Source extract:
┄┄┄┄┄┄┄┄┄┄┄┄┄┄┄┄┄┄┄┄
The policy required for making authenticated requests using HTTP POST is a UTF-8 and base64-encoded document written in JavaScript Object Notation (JSON) that specifies conditions that the request must meet. Depending on how you design your policy document, you can control the access granularity per-upload, per-user, for all uploads, or according to other designs that meet your needs.

This section describes the POST policy. For example signature calculations using POST policy, see Example: Browser-Based Upload using HTTP POST (Using Amazon Signature Version 4).

Note

Although the policy document is optional, we highly recommend that you use one in order to control what is allowed in the request. If you make the bucket publicly writable, you have no control at all over which users can write to your bucket.

The following is an example of a POST policy document.

{ "expiration": "2007-12-01T12:00:00.000Z", "conditions": [ {"acl": "public-read" }, {"bucket": "johnsmith" }, ["starts-with", "$key", "user/eric/"], ] }

The POST policy always contains the expiration and conditions elements. The example policy uses two condition matching types (exact matching and starts-with matching). The following sections describe these elements.

Expiration

The expiration element specifies the expiration date and time of the POST policy in ISO8601 GMT date format. For example, 2013-08-01T12:00:00.000Z specifies that the POST policy is not valid after midnight GMT on August 1, 2013.

Condition Matching

Following is a table that describes condition matching types that you can use to specify POST policy conditions (described in the next section). Although you must specify at least one condition for each form field that you specify in the form, you can create more complex matching criteria by specifying multiple conditions for a form field.

Condition Match Type Description

Exact Matches

The form field value must match the value specified. This example indicates that the ACL must be set to public-read:

{"acl": "public-read" }

This example is an alternate way to indicate that the ACL must be set to public-read:

[ "eq", "$acl", "public-read" ]

Starts With

The value must start with the specified value. This example indicates that the object key must start with user/user1:

["starts-with", "$key", "user/user1/"]

Matching Content-Types in a Comma-Separated List

Content-Types values for a starts-with condition that include commas are interpreted as lists. Each value in the list must meet the condition for the whole condition to pass. For example,given the following condition:

["starts-with", "$Content-Type", "image/"]

The following value would pass the condition:

"image/jpg,image/png,image/gif"

The following value would not pass the condition:

["image/jpg,text/plain"]
Note

Data elements other than Content-Type are treated as strings, regardless of the presence of commas.

Matching Any Content

To configure the POST policy to allow any content within a form field, use starts-with with an empty value (""). This example allows any value for success_action_redirect:

["starts-with", "$success_action_redirect", ""]

Specifying Ranges

For form fields that accept a range, separate the upper and lower limit with a comma. This example allows a file size from 1 to 10 MiB:

["content-length-range", 1048576, 10485760]

The specific conditions supported in a POST policy are described in Conditions.

Conditions

The conditions in a POST policy is an array of objects, each of which is used to validate the request. You can use these conditions to restrict what is allowed in the request. For example, the preceding policy conditions require the following:

  • Request must specify the johnsmith bucket name.
┄┄┄┄┄┄┄┄┄┄┄┄┄┄┄┄┄┄┄┄
Data records:
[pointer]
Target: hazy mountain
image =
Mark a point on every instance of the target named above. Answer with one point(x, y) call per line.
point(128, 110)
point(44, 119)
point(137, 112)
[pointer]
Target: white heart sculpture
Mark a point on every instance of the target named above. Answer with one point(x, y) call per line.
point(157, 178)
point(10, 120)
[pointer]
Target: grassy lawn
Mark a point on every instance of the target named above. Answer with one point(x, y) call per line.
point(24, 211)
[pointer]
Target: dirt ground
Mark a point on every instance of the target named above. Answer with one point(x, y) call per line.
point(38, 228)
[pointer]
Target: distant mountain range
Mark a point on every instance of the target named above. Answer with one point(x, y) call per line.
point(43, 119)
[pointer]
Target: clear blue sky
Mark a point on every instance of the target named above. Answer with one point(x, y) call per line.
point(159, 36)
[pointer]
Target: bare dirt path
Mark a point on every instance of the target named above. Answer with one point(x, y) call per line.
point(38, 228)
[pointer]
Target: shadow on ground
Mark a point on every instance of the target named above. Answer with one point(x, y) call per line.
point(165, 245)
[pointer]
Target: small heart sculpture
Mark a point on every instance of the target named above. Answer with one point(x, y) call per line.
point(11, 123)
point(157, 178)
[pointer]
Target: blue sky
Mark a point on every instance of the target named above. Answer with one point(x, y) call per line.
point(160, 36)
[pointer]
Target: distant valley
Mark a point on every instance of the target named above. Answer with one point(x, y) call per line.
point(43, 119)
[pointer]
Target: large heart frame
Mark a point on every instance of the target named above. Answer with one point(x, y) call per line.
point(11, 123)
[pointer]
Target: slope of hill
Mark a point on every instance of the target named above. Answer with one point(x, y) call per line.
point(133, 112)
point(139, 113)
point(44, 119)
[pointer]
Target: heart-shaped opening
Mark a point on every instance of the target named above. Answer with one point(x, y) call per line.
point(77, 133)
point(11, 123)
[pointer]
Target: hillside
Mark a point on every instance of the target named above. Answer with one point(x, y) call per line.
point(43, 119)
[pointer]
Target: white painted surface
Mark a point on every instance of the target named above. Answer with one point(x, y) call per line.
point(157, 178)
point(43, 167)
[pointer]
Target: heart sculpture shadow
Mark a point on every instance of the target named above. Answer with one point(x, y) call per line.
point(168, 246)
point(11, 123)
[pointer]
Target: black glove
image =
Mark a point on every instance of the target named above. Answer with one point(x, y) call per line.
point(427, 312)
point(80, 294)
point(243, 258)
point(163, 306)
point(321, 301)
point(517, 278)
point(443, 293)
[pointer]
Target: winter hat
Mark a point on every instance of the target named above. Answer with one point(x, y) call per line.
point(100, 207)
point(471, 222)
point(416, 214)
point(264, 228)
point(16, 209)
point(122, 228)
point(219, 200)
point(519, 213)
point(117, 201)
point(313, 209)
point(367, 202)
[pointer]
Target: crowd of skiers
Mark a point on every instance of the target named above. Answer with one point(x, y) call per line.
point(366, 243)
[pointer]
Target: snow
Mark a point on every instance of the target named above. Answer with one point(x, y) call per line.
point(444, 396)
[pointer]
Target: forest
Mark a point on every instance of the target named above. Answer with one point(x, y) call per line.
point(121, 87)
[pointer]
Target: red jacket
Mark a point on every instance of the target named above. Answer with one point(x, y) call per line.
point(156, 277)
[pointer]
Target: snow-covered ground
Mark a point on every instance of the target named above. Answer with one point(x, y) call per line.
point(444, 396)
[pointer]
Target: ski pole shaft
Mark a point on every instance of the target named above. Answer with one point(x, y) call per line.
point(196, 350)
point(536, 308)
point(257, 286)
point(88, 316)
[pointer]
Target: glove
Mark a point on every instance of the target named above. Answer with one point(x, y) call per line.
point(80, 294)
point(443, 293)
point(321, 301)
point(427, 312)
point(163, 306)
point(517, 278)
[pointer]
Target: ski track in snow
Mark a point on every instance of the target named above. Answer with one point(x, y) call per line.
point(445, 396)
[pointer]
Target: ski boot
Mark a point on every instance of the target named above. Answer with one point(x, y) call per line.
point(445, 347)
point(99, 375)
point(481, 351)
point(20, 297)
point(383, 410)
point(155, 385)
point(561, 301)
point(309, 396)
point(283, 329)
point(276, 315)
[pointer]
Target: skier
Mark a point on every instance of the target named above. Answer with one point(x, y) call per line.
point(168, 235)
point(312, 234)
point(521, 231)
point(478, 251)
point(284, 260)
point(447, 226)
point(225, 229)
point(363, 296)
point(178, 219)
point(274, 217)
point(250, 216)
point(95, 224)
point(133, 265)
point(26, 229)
┄┄┄┄┄┄┄┄┄┄┄┄┄┄┄┄┄┄┄┄
Required task 1:
In the POST policy documentation, what date format does the expiration element use?
Required task 2:
Carry on the POST policy documentation from where it stops.

Output 1:
ISO8601 GMT date format.

Output 2:
  • Object key name must have the user/eric prefix.

  • Object ACL must be set to public-read.

Each form field that you specify in a form (except x-amz-signature, file, policy, and field names that have an x-ignore- prefix) must appear in the list of conditions.

Note

All variables within the form are expanded prior to validating the POST policy. Therefore, all condition matching should be against the expanded form fields. Suppose that you want to restrict your object key name to a specific prefix (user/user1). In this case, you set the key form field to user/user1/${filename}. Your POST policy should be [ "starts-with", "$key", "user/user1/" ] (do not enter [ "starts-with", "$key", "user/user1/${filename}" ]). For more information, see Condition Matching.

Policy document conditions are described in the following table.

Element Name Description
acl

Specifies the ACL value that must be used in the form submission.

This condition supports exact matching and starts-with condition match type discussed in the following section.

bucket

Specifies the acceptable bucket name.

This condition supports exact matching condition match type.

content-length-range

The minimum and maximum allowable size for the uploaded content.

This condition supports content-length-range condition match type.

Cache-Control

Content-Type

Content-Disposition

Content-Encoding

Expires

REST-specific headers. For more information, see POST Object.

This condition supports exact matching and starts-with condition match type.

key

The acceptable key name or a prefix of the uploaded object.

This condition supports exact matching and starts-with condition match type.

success_action_redirect

redirect

The URL to which the client is redirected upon successful upload.

This condition supports exact matching and starts-with condition match type.

success_action_status

The status code returned to the client upon successful upload if success_action_redirect is not specified.

This condition supports exact matching.

x-amz-algorithm

The signing algorithm that must be used during signature calculation. For Amazon Signature Version 4, the value is AWS4-HMAC-SHA256.

This condition supports exact matching.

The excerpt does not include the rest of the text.